PROBLEM TO WORK ON: Rewrite the rows from the line that contains "Expected: one point per instance of the shorebird" through the last row, changing "sandy mudflat" to "tidal flat" and keeping everything else the same.

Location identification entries

+ + + + + + +

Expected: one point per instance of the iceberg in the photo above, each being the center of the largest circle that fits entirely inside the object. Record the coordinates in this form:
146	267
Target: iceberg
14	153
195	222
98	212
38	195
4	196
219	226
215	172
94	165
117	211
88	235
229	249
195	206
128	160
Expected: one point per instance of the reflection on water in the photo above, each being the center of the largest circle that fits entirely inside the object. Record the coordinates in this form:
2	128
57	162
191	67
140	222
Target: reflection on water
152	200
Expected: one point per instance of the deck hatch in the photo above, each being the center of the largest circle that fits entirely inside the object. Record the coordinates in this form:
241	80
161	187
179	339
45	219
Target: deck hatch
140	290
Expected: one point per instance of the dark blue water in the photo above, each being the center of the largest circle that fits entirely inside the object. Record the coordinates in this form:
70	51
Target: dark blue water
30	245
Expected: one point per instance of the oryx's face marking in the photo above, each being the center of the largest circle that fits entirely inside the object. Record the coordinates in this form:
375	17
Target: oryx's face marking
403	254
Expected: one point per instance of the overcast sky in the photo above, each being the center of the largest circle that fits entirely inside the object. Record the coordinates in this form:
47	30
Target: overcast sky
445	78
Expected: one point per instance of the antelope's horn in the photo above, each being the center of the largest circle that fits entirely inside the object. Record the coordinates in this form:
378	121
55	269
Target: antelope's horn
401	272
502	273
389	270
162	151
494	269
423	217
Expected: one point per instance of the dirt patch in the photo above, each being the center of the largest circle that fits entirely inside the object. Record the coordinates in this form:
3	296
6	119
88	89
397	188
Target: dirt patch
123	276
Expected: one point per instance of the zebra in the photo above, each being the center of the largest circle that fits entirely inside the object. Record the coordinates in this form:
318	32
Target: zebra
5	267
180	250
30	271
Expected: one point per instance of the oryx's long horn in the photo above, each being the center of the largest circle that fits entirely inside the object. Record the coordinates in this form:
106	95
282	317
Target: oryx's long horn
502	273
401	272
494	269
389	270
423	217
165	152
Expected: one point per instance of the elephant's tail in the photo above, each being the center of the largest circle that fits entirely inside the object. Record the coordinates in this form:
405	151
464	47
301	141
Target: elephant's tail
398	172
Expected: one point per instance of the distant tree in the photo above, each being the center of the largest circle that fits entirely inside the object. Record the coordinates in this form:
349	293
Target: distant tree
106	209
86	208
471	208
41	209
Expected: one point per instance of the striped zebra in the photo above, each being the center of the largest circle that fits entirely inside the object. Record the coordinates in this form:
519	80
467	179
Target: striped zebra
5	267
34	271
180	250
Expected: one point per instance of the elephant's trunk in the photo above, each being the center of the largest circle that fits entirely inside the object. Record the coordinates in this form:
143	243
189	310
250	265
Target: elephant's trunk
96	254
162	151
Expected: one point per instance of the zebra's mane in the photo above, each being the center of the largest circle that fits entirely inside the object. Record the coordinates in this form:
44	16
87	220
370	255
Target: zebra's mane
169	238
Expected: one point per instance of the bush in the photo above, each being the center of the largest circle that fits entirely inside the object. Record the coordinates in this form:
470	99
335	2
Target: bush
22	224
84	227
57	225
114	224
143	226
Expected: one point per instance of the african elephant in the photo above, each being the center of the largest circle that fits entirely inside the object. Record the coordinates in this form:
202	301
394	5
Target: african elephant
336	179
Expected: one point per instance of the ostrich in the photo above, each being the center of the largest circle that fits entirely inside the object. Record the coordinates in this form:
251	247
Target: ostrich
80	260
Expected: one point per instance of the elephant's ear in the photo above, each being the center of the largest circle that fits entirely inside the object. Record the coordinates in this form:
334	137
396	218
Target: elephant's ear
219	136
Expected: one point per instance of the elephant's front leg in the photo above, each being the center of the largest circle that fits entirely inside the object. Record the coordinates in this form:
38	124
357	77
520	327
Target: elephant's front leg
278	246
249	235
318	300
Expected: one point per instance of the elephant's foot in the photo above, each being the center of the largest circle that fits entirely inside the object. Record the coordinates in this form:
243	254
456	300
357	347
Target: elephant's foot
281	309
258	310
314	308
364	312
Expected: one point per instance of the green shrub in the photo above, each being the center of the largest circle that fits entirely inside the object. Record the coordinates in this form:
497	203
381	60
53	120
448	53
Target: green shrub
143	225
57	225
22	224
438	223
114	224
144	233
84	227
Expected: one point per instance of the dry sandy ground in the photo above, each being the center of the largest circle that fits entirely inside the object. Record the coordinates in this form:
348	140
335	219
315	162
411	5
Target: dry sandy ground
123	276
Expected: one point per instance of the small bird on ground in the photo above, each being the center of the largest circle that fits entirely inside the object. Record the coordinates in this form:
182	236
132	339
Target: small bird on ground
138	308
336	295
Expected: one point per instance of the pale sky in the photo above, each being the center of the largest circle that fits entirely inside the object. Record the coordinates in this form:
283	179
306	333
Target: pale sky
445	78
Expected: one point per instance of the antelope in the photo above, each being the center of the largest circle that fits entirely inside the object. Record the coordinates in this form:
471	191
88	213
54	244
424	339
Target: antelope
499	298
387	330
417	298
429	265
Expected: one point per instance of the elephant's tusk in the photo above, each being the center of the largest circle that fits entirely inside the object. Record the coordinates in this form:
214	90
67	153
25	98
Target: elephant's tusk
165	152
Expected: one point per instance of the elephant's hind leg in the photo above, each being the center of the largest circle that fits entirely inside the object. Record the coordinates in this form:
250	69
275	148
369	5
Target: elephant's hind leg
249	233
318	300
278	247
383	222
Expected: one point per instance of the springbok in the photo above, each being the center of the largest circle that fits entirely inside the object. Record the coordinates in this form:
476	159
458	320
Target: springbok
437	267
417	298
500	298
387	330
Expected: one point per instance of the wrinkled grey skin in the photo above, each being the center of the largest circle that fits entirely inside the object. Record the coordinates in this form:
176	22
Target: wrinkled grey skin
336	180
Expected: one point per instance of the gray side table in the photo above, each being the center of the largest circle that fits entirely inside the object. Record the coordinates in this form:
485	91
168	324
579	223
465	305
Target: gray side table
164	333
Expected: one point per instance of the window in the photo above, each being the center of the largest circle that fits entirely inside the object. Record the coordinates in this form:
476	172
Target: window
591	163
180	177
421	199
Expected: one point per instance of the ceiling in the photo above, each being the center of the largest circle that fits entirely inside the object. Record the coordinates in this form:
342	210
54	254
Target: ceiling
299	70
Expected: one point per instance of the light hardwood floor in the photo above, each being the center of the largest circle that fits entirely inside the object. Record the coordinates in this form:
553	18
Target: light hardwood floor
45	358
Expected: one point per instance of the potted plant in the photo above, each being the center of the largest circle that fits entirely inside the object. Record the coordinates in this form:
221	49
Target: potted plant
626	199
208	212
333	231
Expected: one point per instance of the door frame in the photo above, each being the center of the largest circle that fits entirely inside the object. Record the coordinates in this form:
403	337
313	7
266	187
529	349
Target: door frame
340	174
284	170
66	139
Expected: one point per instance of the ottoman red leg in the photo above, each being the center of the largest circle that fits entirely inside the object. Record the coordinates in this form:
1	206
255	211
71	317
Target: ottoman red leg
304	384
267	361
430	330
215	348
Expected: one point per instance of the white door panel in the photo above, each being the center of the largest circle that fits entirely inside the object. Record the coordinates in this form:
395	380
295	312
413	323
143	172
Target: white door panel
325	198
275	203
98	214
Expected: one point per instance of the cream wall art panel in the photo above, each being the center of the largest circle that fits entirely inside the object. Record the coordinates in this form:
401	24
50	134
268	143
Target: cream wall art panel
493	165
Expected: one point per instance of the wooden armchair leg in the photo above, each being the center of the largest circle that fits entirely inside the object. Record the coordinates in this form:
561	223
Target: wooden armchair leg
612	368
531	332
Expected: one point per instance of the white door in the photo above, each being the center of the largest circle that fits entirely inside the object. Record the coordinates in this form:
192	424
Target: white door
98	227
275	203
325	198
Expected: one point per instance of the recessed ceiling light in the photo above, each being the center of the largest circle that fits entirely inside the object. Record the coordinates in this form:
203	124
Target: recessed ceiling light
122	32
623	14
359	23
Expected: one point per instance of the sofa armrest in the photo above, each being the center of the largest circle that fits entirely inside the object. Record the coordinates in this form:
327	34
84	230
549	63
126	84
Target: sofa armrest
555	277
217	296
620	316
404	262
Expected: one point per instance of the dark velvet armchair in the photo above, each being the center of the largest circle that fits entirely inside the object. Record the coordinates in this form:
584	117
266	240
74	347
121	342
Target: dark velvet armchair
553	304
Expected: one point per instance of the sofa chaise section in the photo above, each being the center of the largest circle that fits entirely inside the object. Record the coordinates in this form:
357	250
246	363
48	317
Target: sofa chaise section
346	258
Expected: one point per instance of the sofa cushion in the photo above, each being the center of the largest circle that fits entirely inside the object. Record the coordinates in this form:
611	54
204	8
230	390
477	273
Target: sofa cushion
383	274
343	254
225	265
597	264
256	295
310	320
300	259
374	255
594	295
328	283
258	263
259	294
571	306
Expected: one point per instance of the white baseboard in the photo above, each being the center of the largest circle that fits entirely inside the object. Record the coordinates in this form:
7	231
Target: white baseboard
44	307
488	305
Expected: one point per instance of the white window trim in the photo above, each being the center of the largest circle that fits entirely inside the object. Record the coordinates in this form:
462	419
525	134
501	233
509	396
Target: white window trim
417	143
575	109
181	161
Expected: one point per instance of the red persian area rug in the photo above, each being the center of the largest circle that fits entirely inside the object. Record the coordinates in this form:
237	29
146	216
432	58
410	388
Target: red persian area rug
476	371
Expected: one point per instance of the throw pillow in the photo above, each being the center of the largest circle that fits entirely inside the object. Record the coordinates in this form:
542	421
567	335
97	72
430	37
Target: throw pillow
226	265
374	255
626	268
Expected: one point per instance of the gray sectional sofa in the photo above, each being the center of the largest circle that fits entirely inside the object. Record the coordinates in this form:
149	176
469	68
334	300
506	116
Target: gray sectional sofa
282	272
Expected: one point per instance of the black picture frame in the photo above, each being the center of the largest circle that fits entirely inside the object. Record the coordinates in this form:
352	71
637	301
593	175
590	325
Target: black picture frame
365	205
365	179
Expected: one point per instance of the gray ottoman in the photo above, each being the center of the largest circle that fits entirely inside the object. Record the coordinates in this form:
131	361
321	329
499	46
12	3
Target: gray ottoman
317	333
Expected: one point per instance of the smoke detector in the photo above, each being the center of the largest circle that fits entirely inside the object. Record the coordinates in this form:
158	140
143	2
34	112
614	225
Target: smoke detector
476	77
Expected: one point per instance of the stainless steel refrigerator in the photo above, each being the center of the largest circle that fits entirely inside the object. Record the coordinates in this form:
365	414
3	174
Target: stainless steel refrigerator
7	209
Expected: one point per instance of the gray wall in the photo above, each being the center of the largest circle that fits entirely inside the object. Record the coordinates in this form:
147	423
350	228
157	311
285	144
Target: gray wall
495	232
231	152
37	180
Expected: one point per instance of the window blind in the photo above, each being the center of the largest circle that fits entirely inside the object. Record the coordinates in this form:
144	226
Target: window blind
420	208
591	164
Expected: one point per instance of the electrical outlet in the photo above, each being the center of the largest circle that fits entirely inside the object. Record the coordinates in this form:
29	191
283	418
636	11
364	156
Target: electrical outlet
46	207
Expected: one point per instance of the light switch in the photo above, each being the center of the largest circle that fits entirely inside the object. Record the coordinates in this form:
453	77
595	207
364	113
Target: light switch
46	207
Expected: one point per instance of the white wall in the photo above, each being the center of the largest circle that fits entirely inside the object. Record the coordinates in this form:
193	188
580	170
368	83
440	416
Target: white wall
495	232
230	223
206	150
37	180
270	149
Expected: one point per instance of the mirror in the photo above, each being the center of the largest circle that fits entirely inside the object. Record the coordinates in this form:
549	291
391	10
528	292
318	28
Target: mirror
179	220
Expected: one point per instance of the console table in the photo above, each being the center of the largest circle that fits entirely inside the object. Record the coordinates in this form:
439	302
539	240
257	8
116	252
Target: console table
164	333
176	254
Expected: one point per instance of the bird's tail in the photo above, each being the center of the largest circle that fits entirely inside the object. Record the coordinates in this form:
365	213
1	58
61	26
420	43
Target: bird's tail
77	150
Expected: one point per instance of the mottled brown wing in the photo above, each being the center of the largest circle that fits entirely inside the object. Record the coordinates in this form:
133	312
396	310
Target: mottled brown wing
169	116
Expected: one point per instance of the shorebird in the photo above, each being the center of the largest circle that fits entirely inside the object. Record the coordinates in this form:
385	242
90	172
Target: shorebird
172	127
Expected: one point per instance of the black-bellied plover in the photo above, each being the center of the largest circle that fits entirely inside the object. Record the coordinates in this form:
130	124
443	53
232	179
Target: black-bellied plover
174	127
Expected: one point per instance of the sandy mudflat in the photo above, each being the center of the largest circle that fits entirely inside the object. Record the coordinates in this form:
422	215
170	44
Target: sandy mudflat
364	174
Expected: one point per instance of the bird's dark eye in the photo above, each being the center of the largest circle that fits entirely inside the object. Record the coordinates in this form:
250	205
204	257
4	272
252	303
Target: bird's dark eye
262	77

+ + + + + + +

EXERCISE RESULT:
Expected: one point per instance of the shorebird in the photo above, each being the center of the largest circle that fits entirely inside the object. Record the coordinates in this form:
385	242
90	172
Target: shorebird
172	127
Expected: one point per instance of the black-bellied plover in the photo above, each being the center of the largest circle that fits entirely inside the object. Record the coordinates in this form:
130	124
443	53
232	179
Target: black-bellied plover
174	127
Expected: one point per instance of the tidal flat in the photo above, each being the center of the largest circle that fits entirely inside the object. Record the coordinates in this form:
422	215
170	44
Target: tidal flat
364	174
Expected: one point per instance of the bird's dark eye in the photo above, each being the center of the largest circle that fits entirely inside the object. Record the coordinates in this form:
250	205
204	257
4	272
252	303
Target: bird's dark eye
262	77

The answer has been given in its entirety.